Monday, November 1, 2010

Who Paid For Duceppe's Washington Adventure?

In my piece  Idiot Abroad - Gilles Duceppe in Washington a reader commented;
"For the love of God, please tell me that we, the tax payers, didn't pay for this nonsense." -Anonymous
Err......Sorry. Yes, taxpayers did fit foot the bill.

In fact almost every penny the Bloc Quebecois spends comes directly from taxpayers across the country.
While Quebeckers like to vote for the BQ, they aren't particularly eager to support them financially.

The party manged to raise just a little over $600,000 dollars, a pitiful amount considering that 1.4 million people voted for the party in the last election. In fact, it averages out to just about 44¢ in donation per voter. Compare that to the Conservative party, which received over 5 million votes and collected over $30 million in donations, or about $6 dollars per voter, 15 times more than the Bloc.

It's lucky for the Bloc that the federal government subsidizes each political party to the tune of $2 per vote received, otherwise the party would be broke. And so, the Bloc received a direct subsidy to the tune of  $2.75 million, courtesy of Canadian taxpayers.

Each of the forty-nine Bloc Quebecois members of Parliament chalked up close to $300,000 in reimbursed office expenses for an additional $15 million dollars in taxpayer generated funds. 

Of course all of this doesn't include free postage or airfare for travel between Ottawa and the members home riding, which is charged to the general House Administration central budget.

The party also benefits from research funds provided by Parliament.

Mr. Duceppe himself, as party leader is entitled to additional perks and when all is said and done, it amounts to  something close to $500,000,  paid for by you and me.
Gilles, You're welcome!

As for travel to Washington, this is a completely reimbursable expense, including airfare.
(5)  TRAVEL
(a) each Member is allowed a maximum of 64 return trips each fiscal year between Ottawa and their constituency and other parts of Canada (30 return trips on a prorated basis for all Members elected on October 14, 2008) Four (4) of these trips can also be used to travel to Washington, D.C., and the point of departure must be Ottawa, the Member’s constituency or the American border airport closest to their
constituency.  Opposition Party Leaders are entitled to an additional 16 return trips for a total of 80 return trips (7 return trips on a prorated basis for Opposition Party Leaders elected on October 14, 2008 for a total of 37 return trips.

_STORED DATA_
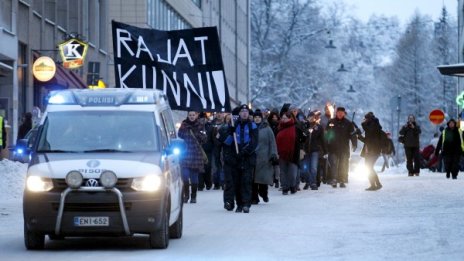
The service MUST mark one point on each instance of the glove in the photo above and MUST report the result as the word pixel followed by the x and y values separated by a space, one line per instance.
pixel 274 160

_WHAT IS REQUIRED_
From the post above on how taxpayers fund the Bloc Quebecois, reproduce word for word the passage starting at "The party manged" and ending at "than the Bloc.".

_TASK OUTPUT_
The party manged to raise just a little over $600,000 dollars, a pitiful amount considering that 1.4 million people voted for the party in the last election. In fact, it averages out to just about 44¢ in donation per voter. Compare that to the Conservative party, which received over 5 million votes and collected over $30 million in donations, or about $6 dollars per voter, 15 times more than the Bloc.